(Voci di dati)
━━━━

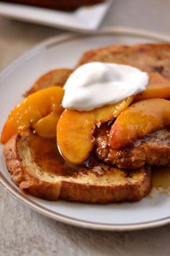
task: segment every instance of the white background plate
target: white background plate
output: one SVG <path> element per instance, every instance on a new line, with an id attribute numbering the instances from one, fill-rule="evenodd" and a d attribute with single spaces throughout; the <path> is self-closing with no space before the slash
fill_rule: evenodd
<path id="1" fill-rule="evenodd" d="M 112 44 L 160 42 L 166 36 L 143 31 L 115 28 L 95 35 L 65 35 L 39 45 L 10 65 L 0 76 L 0 129 L 22 95 L 45 72 L 56 68 L 73 68 L 83 52 Z M 28 206 L 50 218 L 102 230 L 131 230 L 170 222 L 170 197 L 161 195 L 138 202 L 89 205 L 63 200 L 48 202 L 21 193 L 10 179 L 0 153 L 0 181 L 11 193 Z"/>
<path id="2" fill-rule="evenodd" d="M 99 27 L 112 2 L 107 0 L 71 12 L 0 2 L 0 15 L 70 30 L 93 31 Z"/>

━━━━

RICHIESTA: Formatta tutte le righe delle voci come un elenco JSON di stringhe, con una stringa per ogni riga e senza le righe vuote. Lascia fuori le immagini dalla risposta.

SOLUZIONE:
[
  "task: segment every instance of the white background plate",
  "target: white background plate",
  "output: one SVG <path> element per instance, every instance on a new line, with an id attribute numbering the instances from one, fill-rule=\"evenodd\" and a d attribute with single spaces throughout; the <path> is self-closing with no space before the slash",
  "fill_rule: evenodd",
  "<path id=\"1\" fill-rule=\"evenodd\" d=\"M 112 44 L 160 42 L 166 36 L 143 31 L 115 28 L 95 35 L 65 35 L 39 45 L 10 65 L 0 76 L 0 129 L 22 95 L 45 72 L 56 68 L 73 68 L 83 52 Z M 28 206 L 50 218 L 102 230 L 131 230 L 170 222 L 170 197 L 161 195 L 138 202 L 89 205 L 63 200 L 48 202 L 21 193 L 10 179 L 0 153 L 0 181 L 11 193 Z\"/>",
  "<path id=\"2\" fill-rule=\"evenodd\" d=\"M 99 27 L 112 2 L 107 0 L 71 12 L 0 2 L 0 15 L 70 30 L 93 31 Z\"/>"
]